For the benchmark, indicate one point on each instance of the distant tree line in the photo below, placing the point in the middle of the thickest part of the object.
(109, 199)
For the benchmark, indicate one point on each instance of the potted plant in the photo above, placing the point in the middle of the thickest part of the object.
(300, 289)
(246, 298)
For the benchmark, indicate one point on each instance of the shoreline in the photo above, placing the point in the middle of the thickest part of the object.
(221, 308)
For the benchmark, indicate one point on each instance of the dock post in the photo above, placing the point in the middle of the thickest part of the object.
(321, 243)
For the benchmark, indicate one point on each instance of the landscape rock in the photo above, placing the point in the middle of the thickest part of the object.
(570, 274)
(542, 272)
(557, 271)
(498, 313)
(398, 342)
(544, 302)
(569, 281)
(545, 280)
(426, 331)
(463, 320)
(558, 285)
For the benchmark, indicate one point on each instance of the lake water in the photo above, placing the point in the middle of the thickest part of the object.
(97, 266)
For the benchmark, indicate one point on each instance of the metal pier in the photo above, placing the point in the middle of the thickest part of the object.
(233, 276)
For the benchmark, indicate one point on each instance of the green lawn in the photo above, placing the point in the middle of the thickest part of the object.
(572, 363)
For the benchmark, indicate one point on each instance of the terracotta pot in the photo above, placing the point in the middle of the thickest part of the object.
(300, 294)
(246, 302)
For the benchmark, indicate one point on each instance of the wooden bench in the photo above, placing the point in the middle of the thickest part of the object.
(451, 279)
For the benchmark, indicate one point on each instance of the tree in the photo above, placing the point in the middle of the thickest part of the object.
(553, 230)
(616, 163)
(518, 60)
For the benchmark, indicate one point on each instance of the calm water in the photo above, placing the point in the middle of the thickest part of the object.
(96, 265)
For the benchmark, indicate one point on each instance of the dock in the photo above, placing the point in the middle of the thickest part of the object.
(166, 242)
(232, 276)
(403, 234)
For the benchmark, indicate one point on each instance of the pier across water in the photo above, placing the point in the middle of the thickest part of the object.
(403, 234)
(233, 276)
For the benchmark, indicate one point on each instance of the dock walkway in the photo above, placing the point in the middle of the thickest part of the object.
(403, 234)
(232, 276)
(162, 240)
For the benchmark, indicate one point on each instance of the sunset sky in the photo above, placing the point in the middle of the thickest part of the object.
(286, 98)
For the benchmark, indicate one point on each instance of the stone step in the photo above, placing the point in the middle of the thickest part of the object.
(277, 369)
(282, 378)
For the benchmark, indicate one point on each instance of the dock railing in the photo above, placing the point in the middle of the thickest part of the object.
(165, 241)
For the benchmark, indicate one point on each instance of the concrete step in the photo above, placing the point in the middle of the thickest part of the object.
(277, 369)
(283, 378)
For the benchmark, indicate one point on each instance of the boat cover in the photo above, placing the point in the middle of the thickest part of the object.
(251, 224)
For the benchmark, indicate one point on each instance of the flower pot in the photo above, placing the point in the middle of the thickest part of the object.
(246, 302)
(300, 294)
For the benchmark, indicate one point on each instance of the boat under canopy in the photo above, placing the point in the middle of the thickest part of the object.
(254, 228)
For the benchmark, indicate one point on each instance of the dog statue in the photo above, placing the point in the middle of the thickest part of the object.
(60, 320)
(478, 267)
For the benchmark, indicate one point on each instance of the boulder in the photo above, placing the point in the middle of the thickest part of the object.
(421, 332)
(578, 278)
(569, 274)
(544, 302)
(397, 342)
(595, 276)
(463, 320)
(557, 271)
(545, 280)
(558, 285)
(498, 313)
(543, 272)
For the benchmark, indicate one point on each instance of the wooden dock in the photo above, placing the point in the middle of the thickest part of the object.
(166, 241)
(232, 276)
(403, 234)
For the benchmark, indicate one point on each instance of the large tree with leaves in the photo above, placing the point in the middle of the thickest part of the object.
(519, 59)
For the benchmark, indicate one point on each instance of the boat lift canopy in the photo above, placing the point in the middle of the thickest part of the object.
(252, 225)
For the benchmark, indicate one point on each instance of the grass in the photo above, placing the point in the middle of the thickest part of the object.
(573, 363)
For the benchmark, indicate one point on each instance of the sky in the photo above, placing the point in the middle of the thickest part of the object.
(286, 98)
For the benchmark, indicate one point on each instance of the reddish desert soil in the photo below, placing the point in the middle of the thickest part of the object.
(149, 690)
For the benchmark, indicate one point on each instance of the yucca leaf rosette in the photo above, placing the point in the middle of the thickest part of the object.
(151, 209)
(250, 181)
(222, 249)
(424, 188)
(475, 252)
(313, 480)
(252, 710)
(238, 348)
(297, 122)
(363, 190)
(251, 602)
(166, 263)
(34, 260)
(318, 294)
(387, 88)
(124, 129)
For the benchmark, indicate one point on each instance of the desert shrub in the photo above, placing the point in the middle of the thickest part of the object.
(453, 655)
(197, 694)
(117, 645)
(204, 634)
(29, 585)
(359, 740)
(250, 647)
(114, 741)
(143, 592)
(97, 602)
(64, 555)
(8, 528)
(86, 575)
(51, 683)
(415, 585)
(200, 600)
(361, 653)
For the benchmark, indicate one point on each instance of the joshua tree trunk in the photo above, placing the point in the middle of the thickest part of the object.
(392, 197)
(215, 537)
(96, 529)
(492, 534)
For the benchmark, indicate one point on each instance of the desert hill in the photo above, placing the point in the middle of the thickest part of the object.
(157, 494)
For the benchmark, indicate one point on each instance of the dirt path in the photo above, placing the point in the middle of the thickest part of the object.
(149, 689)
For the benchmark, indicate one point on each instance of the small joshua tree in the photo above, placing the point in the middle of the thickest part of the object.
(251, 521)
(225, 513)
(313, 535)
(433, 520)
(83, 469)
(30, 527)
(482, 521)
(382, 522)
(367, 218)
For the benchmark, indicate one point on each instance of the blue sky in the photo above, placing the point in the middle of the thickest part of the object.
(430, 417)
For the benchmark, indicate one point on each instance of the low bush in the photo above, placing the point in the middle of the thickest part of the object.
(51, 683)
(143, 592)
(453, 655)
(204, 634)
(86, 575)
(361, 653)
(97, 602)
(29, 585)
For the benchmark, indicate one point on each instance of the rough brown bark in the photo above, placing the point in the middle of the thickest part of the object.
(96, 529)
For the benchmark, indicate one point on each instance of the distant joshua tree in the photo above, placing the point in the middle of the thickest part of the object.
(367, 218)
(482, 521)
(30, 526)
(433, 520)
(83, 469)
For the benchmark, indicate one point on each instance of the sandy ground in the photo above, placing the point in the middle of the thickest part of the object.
++++++++++++++++++++
DIRECTIVE:
Return every line of the material exactly.

ANSWER TO THE EXERCISE:
For the benchmark, indicate one point on each instance of the distant tree line in the photo below, placing the point in the middle of the thickest part of the object.
(109, 199)
For the benchmark, indicate one point on each instance of the potted plant in the photo above, placing the point in the middle of the thickest part of the object.
(300, 289)
(246, 298)
For the benchmark, indicate one point on each instance of the shoreline in the photo above, placing the point in the middle of the thickest part of the object.
(221, 308)
For the benchmark, indicate one point on each instance of the dock post in the photo above, placing the point in the middle of the thickest part of the object.
(321, 243)
For the benchmark, indicate one point on each instance of the landscape rock in the photo above, placing the point in the middle of the thickest part of the object.
(570, 274)
(542, 272)
(557, 271)
(498, 313)
(398, 342)
(544, 302)
(569, 281)
(545, 280)
(426, 331)
(463, 320)
(558, 285)
For the benchmark, indicate one point on each instance of the lake water in the photo above, placing the point in the middle of the thickest part of the object.
(97, 266)
For the benchmark, indicate one point on each instance of the metal pier in the photo above, placing the point in the middle of the thickest part of the object.
(233, 276)
For the benchmark, indicate one point on each instance of the green lawn in the photo above, placing the point in the middle of the thickest part of the object.
(572, 363)
For the benchmark, indicate one point on each instance of the terracotta pot in the photo above, placing the point in the middle of the thickest part of the object.
(300, 294)
(246, 302)
For the benchmark, indicate one point on each instance of the wooden bench in the photo above, placing the point in the middle of the thickest part of the object.
(451, 279)
For the benchmark, indicate one point on each instance of the tree in the photo above, placing the point in the middle of the thickest part of the object.
(553, 230)
(616, 163)
(518, 60)
For the benchmark, indicate one point on each instance of the calm water in the photo above, placing the point in the middle of the thickest part of the object.
(96, 265)
For the benchmark, indicate one point on each instance of the dock in the photo above, placing the point in the middle of the thickest part of the object.
(166, 242)
(232, 276)
(403, 234)
For the benchmark, indicate one point on each instance of the pier across water in the photo above, placing the point in the middle of the thickest part of the object.
(403, 234)
(233, 276)
For the benchmark, indicate one point on each instance of the dock walkway in the photo above, placing the point in the middle of the thickest part of the object.
(403, 234)
(232, 276)
(162, 240)
For the benchmark, indicate one point on each instance of the sunset sky in the photo above, placing the point in the middle of the thickest part of the object.
(286, 98)
For the benchmark, indicate one point on each instance of the stone step in the photo above, placing the point in the middle of the thickest part of the object.
(277, 369)
(282, 378)
For the benchmark, indicate one point on each instance of the dock railing in the photo above, placing the point in the middle of the thickest part of the object.
(165, 241)
For the benchmark, indicate one point on each instance of the concrete step in the photo above, placing the point in the middle of the thickest part of the object.
(277, 369)
(283, 378)
For the benchmark, indicate one point on each instance of the boat cover in the photo above, placing the point in the middle of the thickest part of the object.
(251, 224)
For the benchmark, indicate one point on each instance of the flower pot in the photo above, placing the point in the middle of the thickest part of the object.
(246, 302)
(300, 294)
For the benchmark, indicate one point on each instance of the boat under canopy in the photo above, placing the point in the middle of the thickest part of the object.
(254, 228)
For the benchmark, indicate one point on each instance of the dog statue in the photo above, placing the point in the middle of the thickest part of the object.
(60, 320)
(478, 267)
For the benchmark, indicate one point on each instance of the boulder in the photo above, placing the point in the middle of the thickest part of the object.
(421, 332)
(578, 278)
(569, 274)
(544, 302)
(397, 342)
(595, 276)
(463, 320)
(557, 271)
(545, 280)
(558, 285)
(498, 313)
(543, 272)
For the benchmark, indicate one point on each instance of the wooden dock in the photo above, placing the point in the middle of the thickest part of the object.
(166, 241)
(232, 276)
(403, 234)
For the benchmark, indicate one point on each instance of the large tree with leaves in the photo above, placing the point in the middle of the thickest part of the object.
(519, 59)
For the benchmark, indicate one point on each instance of the boat lift canopy in the photo above, placing the point in the middle of the thickest part of the object.
(252, 225)
For the benchmark, indicate one point on each instance of the grass in the photo above, placing the point in the middle of the thickest part of the object.
(573, 363)
For the benchmark, indicate one point on each instance of the sky in the photo above, placing the point in the middle of the thickest part of the object.
(286, 98)
For the benchmark, indicate one point on each instance of the reddish desert soil in the photo below, placing the point in the middle of the thickest part of the object.
(149, 690)
For the benchmark, indicate one point on each instance of the yucca leaf rosette in the photo above, placing the point in the middle of the thickest part of the object.
(151, 209)
(250, 181)
(222, 249)
(424, 188)
(475, 252)
(313, 480)
(252, 710)
(238, 348)
(297, 122)
(363, 190)
(251, 602)
(166, 263)
(34, 260)
(318, 294)
(387, 88)
(124, 129)
For the benchmark, indicate one point on each instance of the desert shrub in the photo above, placing the point in the middle of the thickest part of the object.
(453, 655)
(197, 694)
(117, 645)
(204, 634)
(29, 585)
(359, 740)
(250, 647)
(114, 741)
(143, 592)
(97, 602)
(64, 555)
(8, 528)
(86, 575)
(51, 683)
(415, 585)
(200, 600)
(361, 653)
For the benchmark, indicate one point on each instance of the joshua tree trunk in the photo above, placing the point in the middle of the thickest part of the object.
(392, 197)
(215, 537)
(96, 529)
(492, 534)
For the benchmark, indicate one point on each instance of the desert hill in the photo above, placing the point in the middle of the thickest part of the object.
(157, 494)
For the benchmark, indicate one point on each instance of the dirt path in the photo above, placing the point in the middle of the thickest part of the object.
(149, 689)
For the benchmark, indicate one point on each instance of the small joshua tree in the photo above, placing the point in the middle of the thickest part of the object.
(251, 521)
(225, 513)
(313, 535)
(433, 520)
(83, 469)
(30, 527)
(482, 521)
(382, 522)
(367, 218)
For the benchmark, indicate one point on each instance of the blue sky in the photo above, placing the point in the middle of the thickest part of the object.
(430, 417)
For the benchmark, indicate one point on each instance of the low bush in the photo above, placing the point in the middle of the thickest part of the object.
(51, 683)
(143, 592)
(453, 655)
(204, 634)
(86, 575)
(361, 653)
(97, 602)
(29, 585)
For the benchmark, indicate one point on each instance of the rough brown bark in the photo above, placing the point in the middle of the thickest part of the object.
(96, 529)
For the benchmark, indicate one point on each instance of the distant joshua tree in the photo above, placing the point in the middle of the thickest part of the object.
(367, 218)
(482, 521)
(30, 526)
(433, 520)
(83, 469)
For the benchmark, indicate one point on each instance of the sandy ground in the photo above, placing the point in the middle of the thickest part of the object.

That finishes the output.